- WHAT IS EXPECTED
Reproduce the news text about the FBI's statement on Craig Deeleuw Robertson word for word, in full.

- EXTRACTED TEXT
'''
In a statement last week, Robertson’s family said that he would not have acted on the threats he made.

“As an elderly – and largely homebound – man, there was very little he could do but exercise his First Amendment right to free speech and voice his protest in what has become the public square of our age–the internet and social media,” his family wrote at the time. “Though his statements were intemperate at times, he has never, and would never, commit any act of violence against another human being over a political or philosophical disagreement.”

But on Monday, the FBI released a statement which shed new light into the incident, including noting that Robertson “resisted arrest” and pointed a firearm as agents attempted to take him into custody.

“The incident began when special agents attempted to serve arrest and search warrants on 75-year-old Craig Deeleuw Robertson at his home for threats to elected officials and law enforcement officers,” an FBI spokesperson said in a statement. “Robertson resisted arrest and as agents attempted to take him into custody, he pointed a .357 revolver at them.”

The FBI said it is still reviewing the shooting, noting that it takes all such incidents involving its agents “seriously” and has no additional details to provide at present.
'''
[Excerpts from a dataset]
'''
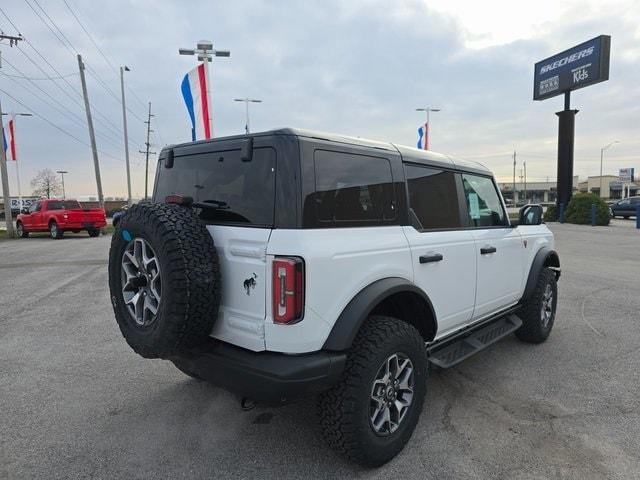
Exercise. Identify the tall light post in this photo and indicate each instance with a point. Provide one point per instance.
(601, 158)
(246, 101)
(205, 52)
(13, 115)
(126, 135)
(428, 133)
(62, 172)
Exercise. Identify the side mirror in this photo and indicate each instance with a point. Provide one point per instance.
(246, 152)
(530, 215)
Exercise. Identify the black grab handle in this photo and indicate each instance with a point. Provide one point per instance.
(436, 257)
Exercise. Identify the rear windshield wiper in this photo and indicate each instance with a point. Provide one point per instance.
(215, 204)
(188, 202)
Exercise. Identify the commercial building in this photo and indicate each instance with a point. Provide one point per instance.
(532, 192)
(612, 187)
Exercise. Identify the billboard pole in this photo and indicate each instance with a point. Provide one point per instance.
(566, 134)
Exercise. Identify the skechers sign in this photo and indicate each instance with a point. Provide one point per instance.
(578, 67)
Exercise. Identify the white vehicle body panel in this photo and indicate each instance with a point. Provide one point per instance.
(338, 264)
(242, 256)
(451, 283)
(500, 274)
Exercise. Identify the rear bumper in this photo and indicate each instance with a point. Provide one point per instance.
(266, 377)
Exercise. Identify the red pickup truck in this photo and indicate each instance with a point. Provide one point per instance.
(58, 216)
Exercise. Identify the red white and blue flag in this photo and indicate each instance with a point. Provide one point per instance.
(10, 140)
(195, 91)
(423, 137)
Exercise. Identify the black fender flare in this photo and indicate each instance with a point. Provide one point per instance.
(362, 304)
(545, 257)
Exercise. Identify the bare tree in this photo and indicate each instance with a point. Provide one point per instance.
(46, 184)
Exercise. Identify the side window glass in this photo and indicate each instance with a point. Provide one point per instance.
(483, 202)
(350, 191)
(433, 197)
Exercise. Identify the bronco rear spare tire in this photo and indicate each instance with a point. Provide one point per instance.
(164, 279)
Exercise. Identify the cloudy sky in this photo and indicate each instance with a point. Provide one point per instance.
(352, 67)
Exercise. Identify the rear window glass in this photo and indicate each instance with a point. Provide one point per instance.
(351, 191)
(63, 205)
(239, 192)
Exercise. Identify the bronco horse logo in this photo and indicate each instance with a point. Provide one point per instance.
(250, 283)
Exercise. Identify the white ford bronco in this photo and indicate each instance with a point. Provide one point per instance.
(293, 263)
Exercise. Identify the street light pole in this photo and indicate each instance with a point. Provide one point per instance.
(126, 136)
(205, 52)
(246, 101)
(62, 172)
(601, 158)
(428, 133)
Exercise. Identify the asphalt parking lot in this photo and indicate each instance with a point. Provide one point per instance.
(76, 402)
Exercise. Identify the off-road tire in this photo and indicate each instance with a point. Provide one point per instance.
(22, 233)
(532, 329)
(189, 275)
(344, 409)
(54, 231)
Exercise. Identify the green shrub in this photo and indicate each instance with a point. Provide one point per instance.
(579, 209)
(551, 215)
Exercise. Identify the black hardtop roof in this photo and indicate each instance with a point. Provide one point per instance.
(409, 154)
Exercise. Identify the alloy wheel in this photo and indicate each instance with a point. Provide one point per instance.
(391, 394)
(546, 310)
(141, 286)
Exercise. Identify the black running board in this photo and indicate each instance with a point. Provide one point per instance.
(452, 353)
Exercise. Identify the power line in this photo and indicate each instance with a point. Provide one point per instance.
(39, 79)
(106, 59)
(74, 51)
(9, 20)
(56, 126)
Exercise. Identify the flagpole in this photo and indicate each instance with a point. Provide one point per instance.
(12, 117)
(206, 72)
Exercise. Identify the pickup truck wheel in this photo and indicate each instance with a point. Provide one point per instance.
(371, 413)
(55, 231)
(538, 313)
(22, 233)
(164, 279)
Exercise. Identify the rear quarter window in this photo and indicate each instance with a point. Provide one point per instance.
(351, 190)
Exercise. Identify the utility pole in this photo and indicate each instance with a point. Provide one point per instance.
(92, 135)
(62, 172)
(126, 138)
(514, 179)
(246, 101)
(147, 152)
(8, 216)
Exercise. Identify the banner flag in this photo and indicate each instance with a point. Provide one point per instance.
(195, 87)
(423, 137)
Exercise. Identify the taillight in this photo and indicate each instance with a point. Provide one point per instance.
(288, 289)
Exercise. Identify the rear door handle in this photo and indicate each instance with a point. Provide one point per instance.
(434, 257)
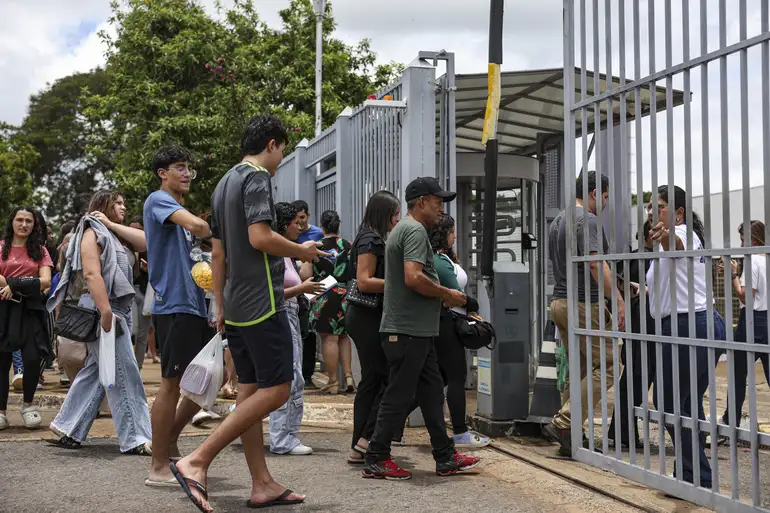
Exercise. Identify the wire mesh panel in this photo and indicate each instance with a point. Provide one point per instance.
(376, 154)
(648, 319)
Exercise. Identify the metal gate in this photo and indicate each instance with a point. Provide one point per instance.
(708, 69)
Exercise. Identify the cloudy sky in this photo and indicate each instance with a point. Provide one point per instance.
(42, 40)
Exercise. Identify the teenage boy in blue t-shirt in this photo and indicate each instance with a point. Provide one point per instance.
(179, 310)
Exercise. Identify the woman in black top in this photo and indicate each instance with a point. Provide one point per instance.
(327, 311)
(363, 323)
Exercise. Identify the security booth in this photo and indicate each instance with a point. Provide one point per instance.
(424, 125)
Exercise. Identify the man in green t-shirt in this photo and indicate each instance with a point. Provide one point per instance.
(410, 319)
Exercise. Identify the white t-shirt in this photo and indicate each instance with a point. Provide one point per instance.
(758, 282)
(683, 288)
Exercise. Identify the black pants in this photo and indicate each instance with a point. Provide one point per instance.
(309, 350)
(641, 389)
(30, 355)
(453, 366)
(740, 361)
(413, 372)
(363, 326)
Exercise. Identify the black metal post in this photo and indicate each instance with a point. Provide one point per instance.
(490, 163)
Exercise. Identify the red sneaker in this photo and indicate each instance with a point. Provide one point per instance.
(457, 463)
(385, 470)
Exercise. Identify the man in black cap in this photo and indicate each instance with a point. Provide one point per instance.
(410, 322)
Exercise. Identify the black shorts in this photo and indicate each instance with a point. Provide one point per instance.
(181, 337)
(263, 353)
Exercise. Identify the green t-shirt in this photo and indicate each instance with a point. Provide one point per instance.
(406, 312)
(446, 271)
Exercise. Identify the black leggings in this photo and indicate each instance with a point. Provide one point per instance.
(453, 366)
(454, 370)
(363, 326)
(31, 358)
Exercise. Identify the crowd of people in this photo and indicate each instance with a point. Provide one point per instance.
(651, 311)
(280, 283)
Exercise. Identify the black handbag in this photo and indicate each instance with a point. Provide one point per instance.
(356, 297)
(473, 334)
(75, 322)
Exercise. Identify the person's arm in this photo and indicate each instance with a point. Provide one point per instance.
(191, 223)
(306, 287)
(366, 267)
(219, 276)
(131, 235)
(92, 273)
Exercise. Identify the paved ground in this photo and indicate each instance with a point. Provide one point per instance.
(97, 478)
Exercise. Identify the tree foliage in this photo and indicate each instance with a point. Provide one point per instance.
(16, 159)
(57, 128)
(175, 74)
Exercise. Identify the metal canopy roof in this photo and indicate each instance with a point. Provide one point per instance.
(531, 105)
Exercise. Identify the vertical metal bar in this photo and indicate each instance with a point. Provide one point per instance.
(659, 382)
(705, 157)
(747, 261)
(640, 223)
(626, 265)
(587, 236)
(725, 128)
(693, 363)
(671, 221)
(569, 170)
(614, 198)
(765, 24)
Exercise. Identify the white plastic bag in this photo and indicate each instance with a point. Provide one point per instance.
(149, 299)
(107, 357)
(203, 377)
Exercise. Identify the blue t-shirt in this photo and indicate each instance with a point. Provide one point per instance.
(312, 233)
(170, 266)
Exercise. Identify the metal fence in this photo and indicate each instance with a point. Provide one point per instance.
(714, 140)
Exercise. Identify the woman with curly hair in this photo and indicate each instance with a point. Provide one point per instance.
(449, 350)
(285, 421)
(25, 272)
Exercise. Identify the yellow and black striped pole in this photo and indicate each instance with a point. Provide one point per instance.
(489, 137)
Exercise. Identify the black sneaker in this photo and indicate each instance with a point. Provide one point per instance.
(64, 442)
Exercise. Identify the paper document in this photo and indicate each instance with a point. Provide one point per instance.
(328, 283)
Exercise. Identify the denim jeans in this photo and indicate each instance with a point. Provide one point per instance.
(285, 421)
(686, 401)
(127, 399)
(18, 365)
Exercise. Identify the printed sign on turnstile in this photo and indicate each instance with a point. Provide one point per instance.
(485, 376)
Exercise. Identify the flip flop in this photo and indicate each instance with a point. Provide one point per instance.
(171, 483)
(186, 483)
(281, 500)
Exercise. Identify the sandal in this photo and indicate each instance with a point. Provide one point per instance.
(31, 417)
(186, 483)
(64, 442)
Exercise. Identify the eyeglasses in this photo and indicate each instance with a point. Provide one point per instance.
(192, 173)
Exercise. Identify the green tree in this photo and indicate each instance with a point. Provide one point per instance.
(175, 74)
(57, 128)
(16, 159)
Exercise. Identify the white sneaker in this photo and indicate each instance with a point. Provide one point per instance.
(301, 450)
(469, 439)
(204, 416)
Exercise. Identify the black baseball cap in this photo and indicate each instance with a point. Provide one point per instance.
(427, 186)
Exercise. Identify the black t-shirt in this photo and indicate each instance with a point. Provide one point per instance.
(369, 242)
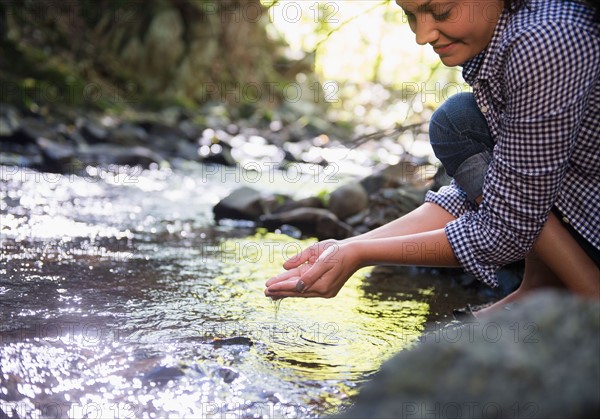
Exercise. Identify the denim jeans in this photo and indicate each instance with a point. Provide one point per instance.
(461, 140)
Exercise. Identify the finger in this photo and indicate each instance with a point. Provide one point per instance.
(287, 285)
(299, 259)
(317, 271)
(278, 295)
(284, 276)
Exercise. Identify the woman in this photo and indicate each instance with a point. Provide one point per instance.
(523, 150)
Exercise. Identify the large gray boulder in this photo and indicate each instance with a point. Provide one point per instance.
(539, 360)
(348, 200)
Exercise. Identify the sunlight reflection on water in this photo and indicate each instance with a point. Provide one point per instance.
(121, 299)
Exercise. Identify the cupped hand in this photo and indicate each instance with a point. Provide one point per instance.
(320, 270)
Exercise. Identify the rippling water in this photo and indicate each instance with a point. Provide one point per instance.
(120, 298)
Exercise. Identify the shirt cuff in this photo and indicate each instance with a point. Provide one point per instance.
(452, 198)
(459, 236)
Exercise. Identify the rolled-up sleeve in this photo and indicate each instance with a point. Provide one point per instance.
(547, 85)
(452, 198)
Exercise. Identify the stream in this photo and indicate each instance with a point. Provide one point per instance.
(120, 297)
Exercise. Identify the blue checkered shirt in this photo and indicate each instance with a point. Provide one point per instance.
(537, 84)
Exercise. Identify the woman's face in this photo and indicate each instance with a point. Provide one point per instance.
(457, 30)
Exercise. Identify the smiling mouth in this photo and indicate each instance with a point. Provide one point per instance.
(440, 49)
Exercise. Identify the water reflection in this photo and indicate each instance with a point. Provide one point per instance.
(120, 299)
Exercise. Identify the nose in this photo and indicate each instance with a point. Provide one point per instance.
(426, 30)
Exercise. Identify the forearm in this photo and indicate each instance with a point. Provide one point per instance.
(430, 248)
(427, 217)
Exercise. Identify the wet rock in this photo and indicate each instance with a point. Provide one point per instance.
(348, 200)
(227, 374)
(161, 375)
(241, 204)
(216, 151)
(236, 340)
(107, 154)
(317, 222)
(33, 128)
(9, 120)
(57, 158)
(92, 132)
(128, 135)
(288, 205)
(538, 360)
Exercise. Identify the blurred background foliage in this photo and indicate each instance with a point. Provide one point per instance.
(354, 61)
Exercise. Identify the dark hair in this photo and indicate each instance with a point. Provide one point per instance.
(514, 5)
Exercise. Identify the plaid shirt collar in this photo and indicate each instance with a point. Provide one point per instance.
(479, 67)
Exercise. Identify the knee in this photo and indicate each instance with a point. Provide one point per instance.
(448, 120)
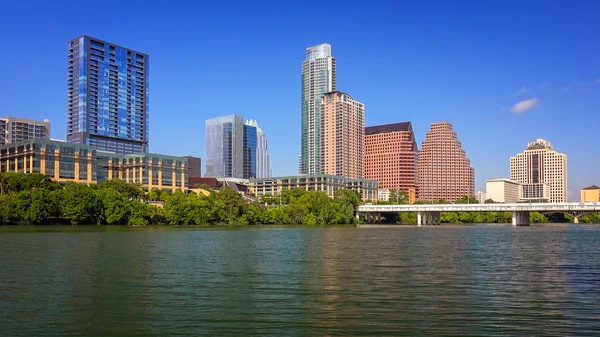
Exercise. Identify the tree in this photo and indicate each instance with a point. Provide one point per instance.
(116, 206)
(398, 197)
(129, 190)
(153, 195)
(467, 200)
(348, 197)
(289, 194)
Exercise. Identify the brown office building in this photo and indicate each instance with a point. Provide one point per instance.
(443, 171)
(390, 156)
(343, 127)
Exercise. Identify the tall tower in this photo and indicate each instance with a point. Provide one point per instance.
(542, 172)
(318, 78)
(225, 147)
(444, 172)
(107, 96)
(263, 159)
(343, 128)
(391, 156)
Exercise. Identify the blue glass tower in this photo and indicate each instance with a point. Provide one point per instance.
(107, 96)
(250, 146)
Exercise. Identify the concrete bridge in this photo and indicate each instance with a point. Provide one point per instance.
(429, 214)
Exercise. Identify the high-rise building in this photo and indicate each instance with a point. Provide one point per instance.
(249, 162)
(541, 171)
(443, 171)
(84, 164)
(194, 166)
(13, 129)
(390, 156)
(225, 147)
(263, 159)
(343, 127)
(318, 78)
(107, 96)
(503, 190)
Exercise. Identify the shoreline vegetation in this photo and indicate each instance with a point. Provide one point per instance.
(35, 199)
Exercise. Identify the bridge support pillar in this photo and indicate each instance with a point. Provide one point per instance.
(428, 218)
(520, 218)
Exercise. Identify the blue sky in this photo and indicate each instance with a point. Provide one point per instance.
(468, 63)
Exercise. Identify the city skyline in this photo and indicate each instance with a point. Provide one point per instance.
(497, 101)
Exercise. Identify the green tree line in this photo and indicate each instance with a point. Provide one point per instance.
(400, 197)
(35, 199)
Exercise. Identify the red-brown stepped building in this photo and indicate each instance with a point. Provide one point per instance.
(443, 171)
(390, 157)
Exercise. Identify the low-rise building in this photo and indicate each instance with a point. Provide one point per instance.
(590, 194)
(84, 164)
(14, 129)
(326, 183)
(503, 190)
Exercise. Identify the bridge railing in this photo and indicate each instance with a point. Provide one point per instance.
(542, 207)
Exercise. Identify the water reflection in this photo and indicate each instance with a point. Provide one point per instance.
(471, 280)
'''
- EXPECTED OUTPUT
In a statement last week, Robertson’s family said that he would not have acted on the threats he made.

“As an elderly – and largely homebound – man, there was very little he could do but exercise his First Amendment right to free speech and voice his protest in what has become the public square of our age–the internet and social media,” his family wrote at the time. “Though his statements were intemperate at times, he has never, and would never, commit any act of violence against another human being over a political or philosophical disagreement.”

But on Monday, the FBI released a statement which shed new light into the incident, including noting that Robertson “resisted arrest” and pointed a firearm as agents attempted to take him into custody.

“The incident began when special agents attempted to serve arrest and search warrants on 75-year-old Craig Deeleuw Robertson at his home for threats to elected officials and law enforcement officers,” an FBI spokesperson said in a statement. “Robertson resisted arrest and as agents attempted to take him into custody, he pointed a .357 revolver at them.”

The FBI said it is still reviewing the shooting, noting that it takes all such incidents involving its agents “seriously” and has no additional details to provide at present.